**Directive**:
Please rewrite everything from the line containing "of the glass" down to the line containing "<point>387,469</point>", both ends included, with the entries' wording unchanged and each x and y coordinate in the answer points offset by -10.

**Rows**:
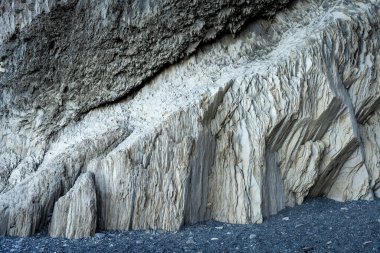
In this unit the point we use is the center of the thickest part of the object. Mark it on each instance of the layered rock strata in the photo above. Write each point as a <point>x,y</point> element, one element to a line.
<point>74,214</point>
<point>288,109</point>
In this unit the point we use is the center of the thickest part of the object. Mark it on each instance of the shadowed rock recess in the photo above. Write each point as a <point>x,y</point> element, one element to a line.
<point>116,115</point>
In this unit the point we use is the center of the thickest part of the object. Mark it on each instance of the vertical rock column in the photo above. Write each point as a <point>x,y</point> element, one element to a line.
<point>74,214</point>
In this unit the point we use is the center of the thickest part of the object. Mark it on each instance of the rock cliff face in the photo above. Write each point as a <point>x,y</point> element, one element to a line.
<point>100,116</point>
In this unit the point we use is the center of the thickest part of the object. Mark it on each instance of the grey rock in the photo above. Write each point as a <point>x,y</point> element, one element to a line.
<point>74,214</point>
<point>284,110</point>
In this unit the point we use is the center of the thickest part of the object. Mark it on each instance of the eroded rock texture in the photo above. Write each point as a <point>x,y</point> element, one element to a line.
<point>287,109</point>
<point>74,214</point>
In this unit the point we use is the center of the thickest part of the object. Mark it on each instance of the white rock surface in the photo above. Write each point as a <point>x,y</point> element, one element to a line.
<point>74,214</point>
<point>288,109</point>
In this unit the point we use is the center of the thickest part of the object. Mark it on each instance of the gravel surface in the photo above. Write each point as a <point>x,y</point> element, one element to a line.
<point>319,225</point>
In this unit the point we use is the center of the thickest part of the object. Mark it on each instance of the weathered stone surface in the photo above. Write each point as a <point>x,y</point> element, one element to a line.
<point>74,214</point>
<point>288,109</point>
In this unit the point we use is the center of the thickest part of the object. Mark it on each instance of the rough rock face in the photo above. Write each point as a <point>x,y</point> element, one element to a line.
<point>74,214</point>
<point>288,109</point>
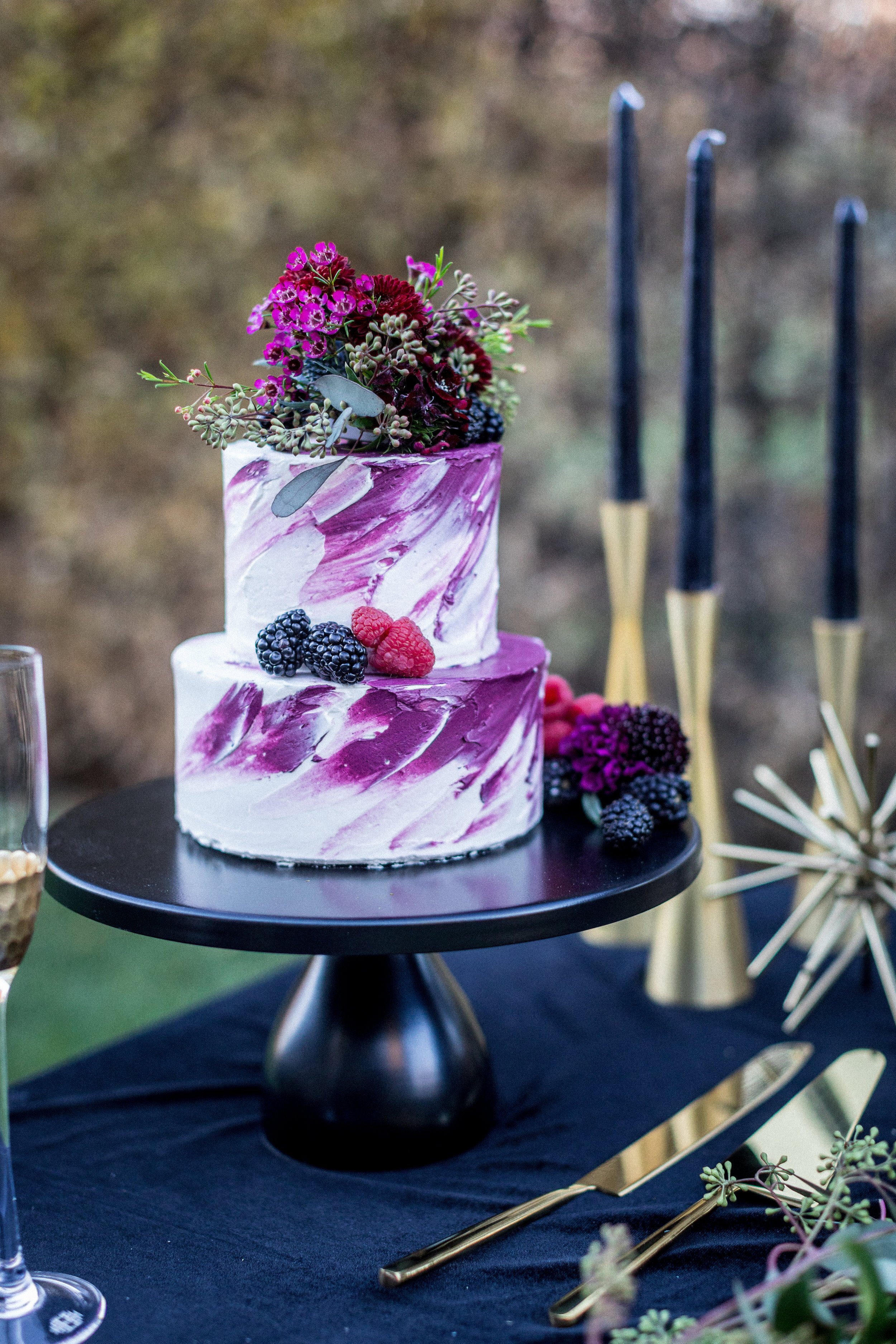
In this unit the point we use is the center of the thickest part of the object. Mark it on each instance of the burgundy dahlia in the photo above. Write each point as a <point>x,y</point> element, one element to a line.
--
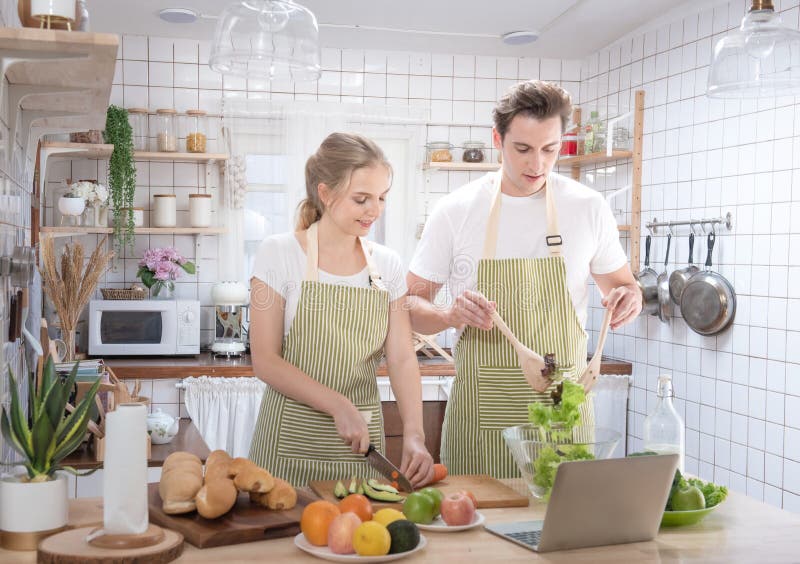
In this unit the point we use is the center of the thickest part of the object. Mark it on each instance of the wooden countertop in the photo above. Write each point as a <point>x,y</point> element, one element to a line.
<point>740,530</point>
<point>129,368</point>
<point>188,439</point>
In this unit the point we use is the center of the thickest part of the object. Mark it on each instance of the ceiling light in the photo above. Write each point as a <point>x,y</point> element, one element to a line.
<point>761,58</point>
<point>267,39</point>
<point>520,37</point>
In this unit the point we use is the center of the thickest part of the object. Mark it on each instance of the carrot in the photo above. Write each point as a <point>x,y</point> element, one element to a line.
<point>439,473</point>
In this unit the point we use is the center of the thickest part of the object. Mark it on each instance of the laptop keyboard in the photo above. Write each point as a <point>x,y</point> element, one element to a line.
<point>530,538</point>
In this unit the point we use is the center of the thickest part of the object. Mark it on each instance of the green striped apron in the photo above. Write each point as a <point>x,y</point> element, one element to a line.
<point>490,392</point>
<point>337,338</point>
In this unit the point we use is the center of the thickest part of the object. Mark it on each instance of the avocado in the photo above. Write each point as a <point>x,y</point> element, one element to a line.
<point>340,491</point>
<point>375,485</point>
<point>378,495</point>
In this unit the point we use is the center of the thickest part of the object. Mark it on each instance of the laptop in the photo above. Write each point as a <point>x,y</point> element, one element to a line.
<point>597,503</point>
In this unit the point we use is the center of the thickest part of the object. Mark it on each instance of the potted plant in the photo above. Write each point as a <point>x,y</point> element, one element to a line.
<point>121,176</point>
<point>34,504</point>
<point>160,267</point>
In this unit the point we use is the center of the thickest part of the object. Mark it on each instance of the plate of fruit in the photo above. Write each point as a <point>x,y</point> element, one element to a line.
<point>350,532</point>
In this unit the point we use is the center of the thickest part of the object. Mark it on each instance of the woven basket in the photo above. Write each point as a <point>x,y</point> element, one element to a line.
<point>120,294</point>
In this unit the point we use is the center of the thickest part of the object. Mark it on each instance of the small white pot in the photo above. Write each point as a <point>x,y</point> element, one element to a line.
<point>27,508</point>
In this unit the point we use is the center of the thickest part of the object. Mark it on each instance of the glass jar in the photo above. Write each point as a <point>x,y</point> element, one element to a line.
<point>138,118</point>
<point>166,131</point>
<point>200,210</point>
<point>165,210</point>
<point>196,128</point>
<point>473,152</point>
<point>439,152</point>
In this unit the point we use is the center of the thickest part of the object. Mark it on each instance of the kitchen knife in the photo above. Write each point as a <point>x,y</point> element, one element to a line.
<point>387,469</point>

**Output**:
In this unit the point we use is the center of the thickest part of the object. Mark it on each instance of the glass jar in the photo above. Write each point as a <point>x,y</point> element, one element to a line.
<point>128,108</point>
<point>156,121</point>
<point>190,200</point>
<point>155,200</point>
<point>186,118</point>
<point>463,142</point>
<point>429,142</point>
In this unit the point we use is the center of the thickest part of the object. Mark it on each instance of the kitchen knife in the photo above. Write each point as a <point>x,y</point> element, one element to a line.
<point>377,459</point>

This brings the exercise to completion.